Cuando llegó al poder, AMLO prometió recortar a la mitad el gasto federal destinado a publicidad oficial. La mitad restante sigue asignándose con la misma discrecionalidad de los presidentes del pasado, a los que tanto acusa de corruptos.
Mientras el presidente sigue haciendo lo mismo de lo que tanto se quejaba, con desfachatez señala que las críticas en su contra son porque los medios ya no reciben el dinero de antes. Y para contrarrestar las investigaciones que lo exhiben, ha impulsado —con el apoyo gubernamental y el megáfono presidencial— la creación de nuevos medios digitales con youtubers y comunicadores que muchas veces son militantes declarados del partido oficial, que tienen como misión editorial la adulación sin complejos del presidente.
Ante la entrega discrecional de recursos, que no ha cambiado con esta administración, la pregunta es: ¿Debe existir el dinero público en los medios de comunicación privados? La respuesta ideal es no. Pero en el contexto mexicano, eso tiene implicaciones.
Retirar de golpe ese presupuesto generaría un amplio desempleo en el gremio periodístico y condenaría a la quiebra a muchos medios de comunicación. El recorte presupuestal en este sexenio, junto con la crisis económica que empezó el año pasado, ya ha generado despidos generalizados y recortes de sueldo. A algunos de esos medios nadie los va a extrañar: no tienen lectores, no tienen audiencia, sobreviven gracias a sus conexiones con el poder y sirven más como instrumentos de golpeteo político que de información y rendición de cuentas.
Pero otros medios —especializados, académicos, comunitarios, indígenas— cumplen una función social, son una voz indispensable en democracia y no pueden ser condenados a sobrevivir bajo las implacables reglas de un mercado que no tiene la profundidad para financiarlos. Merecen el apoyo financiero del Estado como sucede con museos, obras cinematográficas y filarmónicas, grupos de teatro, cuerpos de danza, y demás.

__DATOS ALMACENADOS__
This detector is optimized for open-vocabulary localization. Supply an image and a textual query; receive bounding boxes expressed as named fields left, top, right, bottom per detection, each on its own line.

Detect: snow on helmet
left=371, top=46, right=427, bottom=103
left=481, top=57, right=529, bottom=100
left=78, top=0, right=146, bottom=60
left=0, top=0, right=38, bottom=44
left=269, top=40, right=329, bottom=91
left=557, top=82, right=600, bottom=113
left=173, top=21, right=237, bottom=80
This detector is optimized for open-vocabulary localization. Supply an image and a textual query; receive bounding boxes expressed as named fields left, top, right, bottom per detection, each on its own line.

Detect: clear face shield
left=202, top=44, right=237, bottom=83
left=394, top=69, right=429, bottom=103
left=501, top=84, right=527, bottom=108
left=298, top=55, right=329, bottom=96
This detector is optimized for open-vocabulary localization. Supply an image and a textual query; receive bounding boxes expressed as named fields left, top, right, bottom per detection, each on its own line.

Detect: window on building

__CONJUNTO DE TAREAS__
1) Según el texto sobre publicidad oficial, ¿qué prometió AMLO al llegar al poder?
2) Resume en menos palabras el párrafo del texto sobre publicidad oficial que comienza con "Retirar de golpe ese presupuesto", conservando sus datos principales.
3) Transcribe el fragmento del texto sobre publicidad oficial comprendido entre "Cuando llegó al" y "complejos del presidente.", ambos incluidos.
Responde basándote únicamente en el texto.

__RESULTADOS EN ORDEN__
1) Prometió recortar a la mitad el gasto federal destinado a publicidad oficial.

2) Suprimir de golpe ese presupuesto dejaría sin trabajo a muchos periodistas y llevaría a la quiebra a numerosos medios. Los recortes de este sexenio y la crisis económica iniciada el año pasado ya causaron despidos generalizados y reducciones de sueldo. Algunos medios, sin lectores ni audiencia, sobreviven por sus conexiones con el poder y sirven más para el golpeteo político que para informar y rendir cuentas.

3)
Cuando llegó al poder, AMLO prometió recortar a la mitad el gasto federal destinado a publicidad oficial. La mitad restante sigue asignándose con la misma discrecionalidad de los presidentes del pasado, a los que tanto acusa de corruptos.
Mientras el presidente sigue haciendo lo mismo de lo que tanto se quejaba, con desfachatez señala que las críticas en su contra son porque los medios ya no reciben el dinero de antes. Y para contrarrestar las investigaciones que lo exhiben, ha impulsado —con el apoyo gubernamental y el megáfono presidencial— la creación de nuevos medios digitales con youtubers y comunicadores que muchas veces son militantes declarados del partido oficial, que tienen como misión editorial la adulación sin complejos del presidente.